START DOCUMENT TEXT

The World Health Organisation reported in late 2023 that 40 per cent of Palestinians were surviving on less than $2 a day. Local Catholic charities say this percentage has not improved, and may even have worsened, chronicling rising levels of food insecurity, untreated illness, and growing debts among ordinary families.

The economic crisis is only part of the story. Bethlehem remains enclosed by a network of physical barriers: high concrete walls, military checkpoints, roadblocks, earth mounds and trenches that separate neighbourhoods and isolate the city from Jerusalem and nearby villages.

The separation wall, rising eight metres high in parts, winds through the landscape like a scar, leaving its inhabitants squeezed between 37 Jewish enclaves, where a quarter of all West Bank settlers live. Its presence affects every aspect of life.

Permits are required to travel beyond Bethlehem for work, medical appointments, family visits and religious observance. Many are rejected without explanation. A simple journey, such as a mother taking a child to a specialist hospital in East Jerusalem, can be delayed or denied entirely.

END DOCUMENT TEXT
START LISTED ENTRIES

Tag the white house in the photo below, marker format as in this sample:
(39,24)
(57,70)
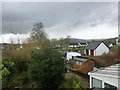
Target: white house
(70,54)
(96,48)
(106,78)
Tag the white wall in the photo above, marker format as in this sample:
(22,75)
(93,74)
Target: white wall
(102,48)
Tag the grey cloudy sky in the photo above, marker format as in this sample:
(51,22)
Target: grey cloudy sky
(85,20)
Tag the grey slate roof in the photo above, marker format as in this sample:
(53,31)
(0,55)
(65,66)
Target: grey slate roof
(93,45)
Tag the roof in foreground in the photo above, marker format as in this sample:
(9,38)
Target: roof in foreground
(110,74)
(110,71)
(93,45)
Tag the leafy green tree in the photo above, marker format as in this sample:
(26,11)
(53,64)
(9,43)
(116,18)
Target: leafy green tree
(46,68)
(38,34)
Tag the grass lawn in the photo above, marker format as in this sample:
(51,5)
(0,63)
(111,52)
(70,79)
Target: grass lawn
(83,78)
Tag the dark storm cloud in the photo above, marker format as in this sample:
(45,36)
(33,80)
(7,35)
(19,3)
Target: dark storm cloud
(20,17)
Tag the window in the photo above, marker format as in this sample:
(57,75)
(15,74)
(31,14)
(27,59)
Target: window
(80,63)
(77,62)
(110,86)
(96,83)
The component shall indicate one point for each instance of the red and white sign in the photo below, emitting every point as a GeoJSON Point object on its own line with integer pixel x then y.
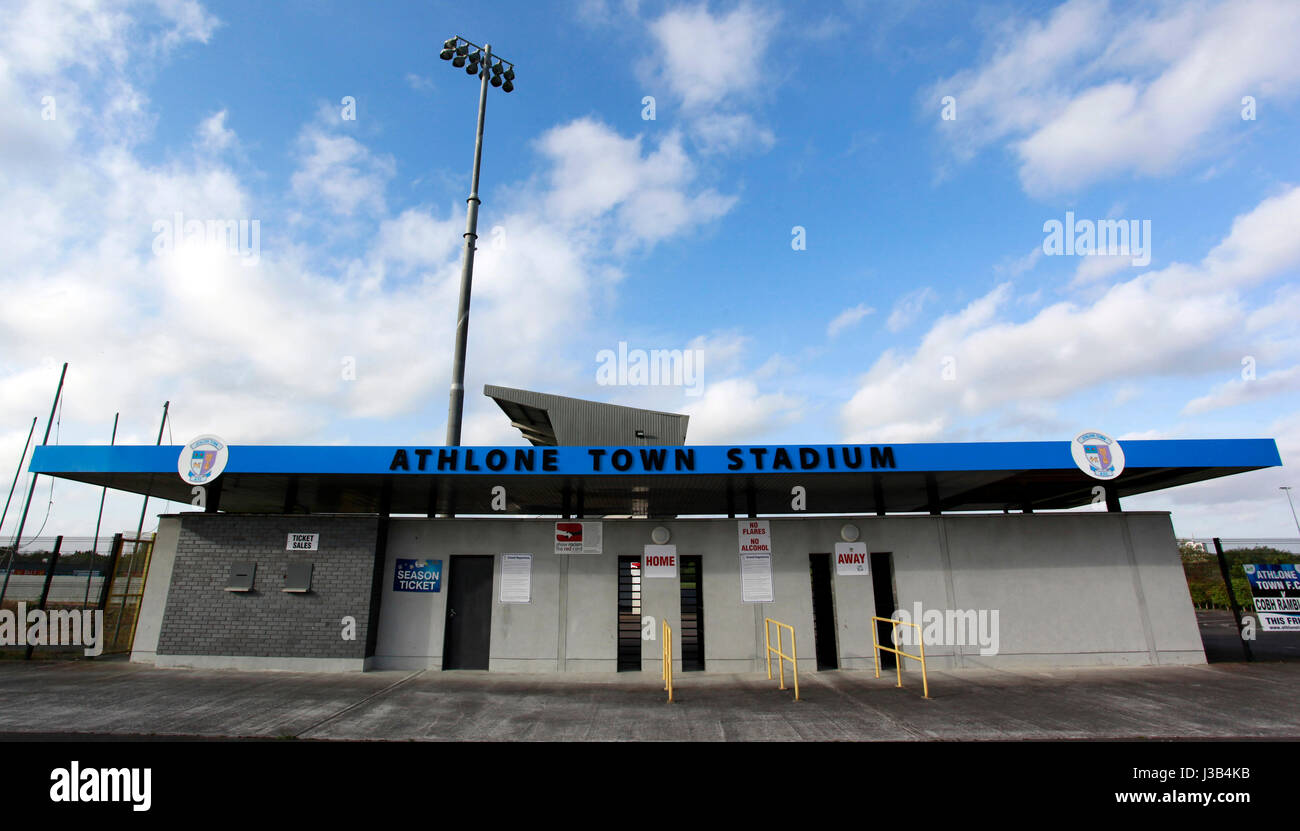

END LISTED ENTRIES

▶ _ASSIGNMENT_
Resume the account of conditions in Bethlehem after its final sentence. The lines above were drawn from a separate source unrelated to the Bethlehem passage.

▶ _WRITTEN REPLY_
One Irish pilgrim who visited earlier this year said: “Bethlehem is only a few kilometres from Jerusalem, yet it feels like another world. The psychological weight of the wall is immense — you feel it before you even see it.” Local Christians echo this sentiment daily. The barrier has not only altered the physical landscape but has carved deep wounds into the emotional and spiritual life of the city.

Following the six-day war in 1967 Bethlehem has been occupied by Israel together with the whole of the West Bank. In 1995 Israel conceded control of the city to the Palestinian Authority (PA) under the Oslo II Accord in preparation for a two-state solution. While the PA is responsible for the administration and security of the city, Israel controls its borders and much of the surrounding governorate.

While Bethlehem is predominantly Muslim and no longer mainly Christian, it hosts the largest Palestinian Christian community and the two faith communities live peacefully side by side. In fact the city is revered by Muslims, as they regard Jesus as a prophet, and hold his mother Mary in great esteem, and they often join in the Christian celebrations.

In 1950 Arab Christians made up 86 per cent of the population, but now they form less than 10 per cent, yet to preserve the city’s historical Christian character, a special local statute requires the mayor and municipal councillors to be Christians.

Meanwhile the Christian community of Bethlehem continues to shrink at an alarming rate. Economic hardship, lack of opportunity, and the suffocating effects of restrictions have pushed many young Christian families to emigrate abroad in search of stability. The churches of Bethlehem, especially the Catholic and Orthodox parishes, speak with sorrow about the “slow bleeding” of the community.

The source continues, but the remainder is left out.